### Work task
Exact transcription of the data below is required, without the images.

-- Opening Marker --

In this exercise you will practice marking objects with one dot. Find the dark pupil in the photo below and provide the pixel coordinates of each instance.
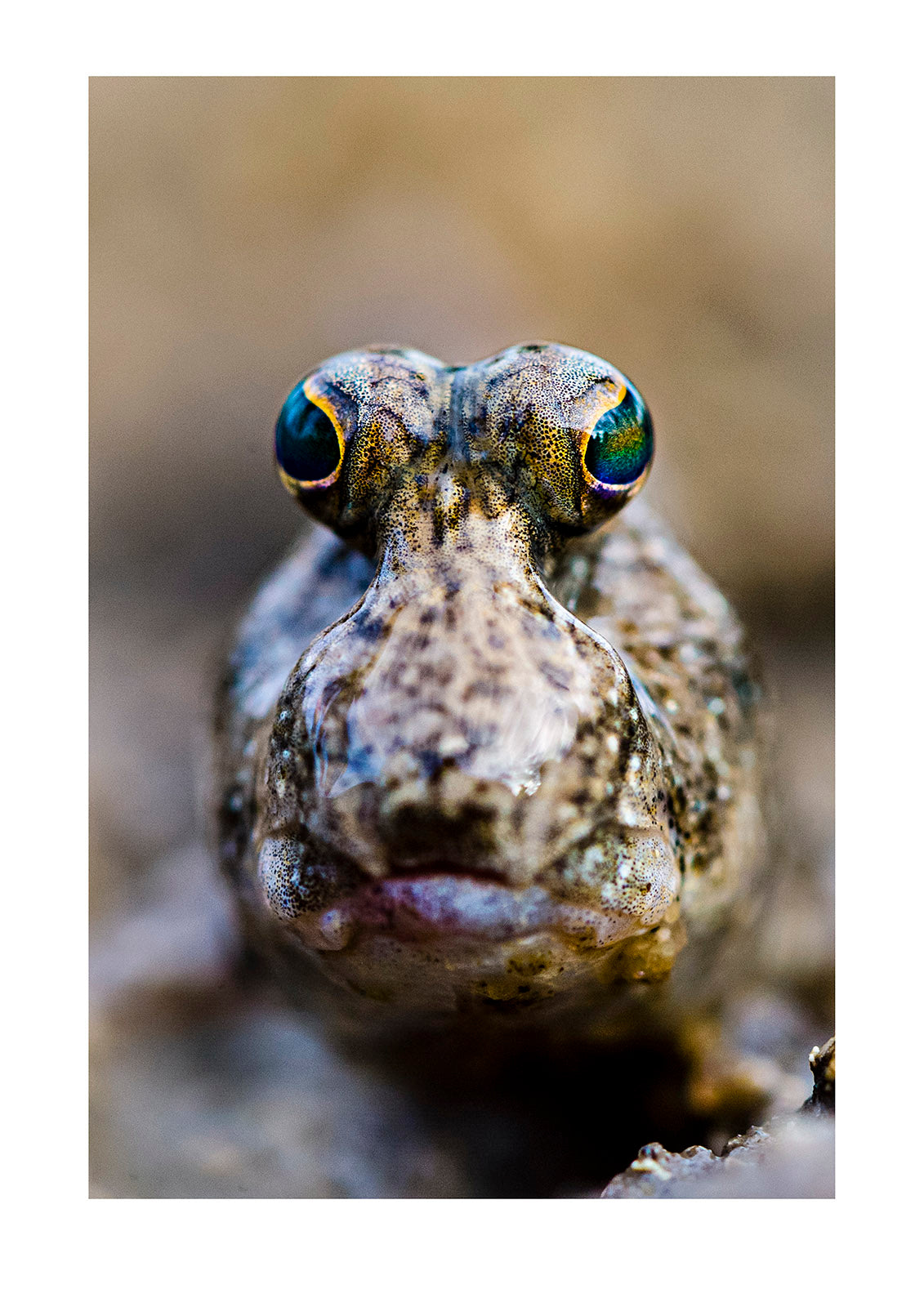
(306, 442)
(621, 444)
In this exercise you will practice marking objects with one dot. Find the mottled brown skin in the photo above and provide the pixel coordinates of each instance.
(479, 755)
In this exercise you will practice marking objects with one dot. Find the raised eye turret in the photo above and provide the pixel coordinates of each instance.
(309, 442)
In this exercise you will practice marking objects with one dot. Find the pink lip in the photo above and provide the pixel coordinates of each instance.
(437, 902)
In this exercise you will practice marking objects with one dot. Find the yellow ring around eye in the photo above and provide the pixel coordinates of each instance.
(623, 444)
(320, 400)
(607, 403)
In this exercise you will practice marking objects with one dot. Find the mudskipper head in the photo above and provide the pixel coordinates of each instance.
(460, 801)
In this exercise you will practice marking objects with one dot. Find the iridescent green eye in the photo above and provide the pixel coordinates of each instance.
(623, 442)
(309, 448)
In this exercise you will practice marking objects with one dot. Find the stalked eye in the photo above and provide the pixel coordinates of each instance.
(623, 442)
(309, 448)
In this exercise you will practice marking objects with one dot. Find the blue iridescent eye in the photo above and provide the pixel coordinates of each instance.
(307, 446)
(621, 444)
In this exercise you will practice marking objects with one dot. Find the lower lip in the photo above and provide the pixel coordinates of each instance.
(453, 906)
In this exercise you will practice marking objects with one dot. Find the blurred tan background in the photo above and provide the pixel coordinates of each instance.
(243, 229)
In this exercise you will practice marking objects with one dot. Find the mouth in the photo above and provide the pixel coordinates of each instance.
(444, 902)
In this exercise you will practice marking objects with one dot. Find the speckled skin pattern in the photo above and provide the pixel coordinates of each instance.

-- Closing Marker --

### Written response
In this exercise you will practice marking objects with one dot. Find the dark pupil in the photo below and provide the pixel coordinates of each instance.
(306, 442)
(621, 444)
In this exercise you will practice marking objects with one dot. Find the mottled brown skin in the photo above and provide the pixel coordinates of each instance.
(479, 755)
In this exercise you will practice marking objects with one dot. Find the raised eye turret in the photo above and provide the pixel coordinates of each instance.
(309, 442)
In this exercise you will practice marking objects with one dot. Find the pink lip in the photo above and provide the pixel coordinates of each instance.
(437, 902)
In this exercise you will practice marking objects with one dot. Find the yellow ring around eye in the photo above and provide the pixel coordinates of each instance.
(623, 444)
(320, 400)
(607, 403)
In this exercise you will practice marking objects with one dot. Find the mudskipper head in the photo above and provide the pixel coordinates of each instance.
(460, 801)
In this exercise you will practice marking objects with one dot. Find the iridescent green eye in the photo above and provide the pixel coordinates of each instance.
(623, 442)
(309, 448)
In this exercise you will practice marking objects with one dot. Find the stalked eye in the photo above and provide the pixel coordinates of each instance.
(623, 442)
(309, 448)
In this exercise you will practice marking objects with one dot. Find the blue iridescent eye in the photo above and provide the pixel coordinates of each instance.
(307, 446)
(621, 444)
In this exercise you will practice marking objects with one dot. Find the lower lip in the photo above and provide the pixel coordinates of each instance.
(453, 906)
In this exercise you will practice marking objects with one dot. Find the blurred tan background in the photo above and provide the pixel coordinates of each instance.
(243, 229)
In this exercise you will practice marking objects with one dot. Find the mouth in the photo above and provide the pixel coordinates of each instance.
(444, 902)
In this exercise you will practice marking objects with one dot. Find the speckled skin pattern in the photo above and provide the pixel coordinates of each instance.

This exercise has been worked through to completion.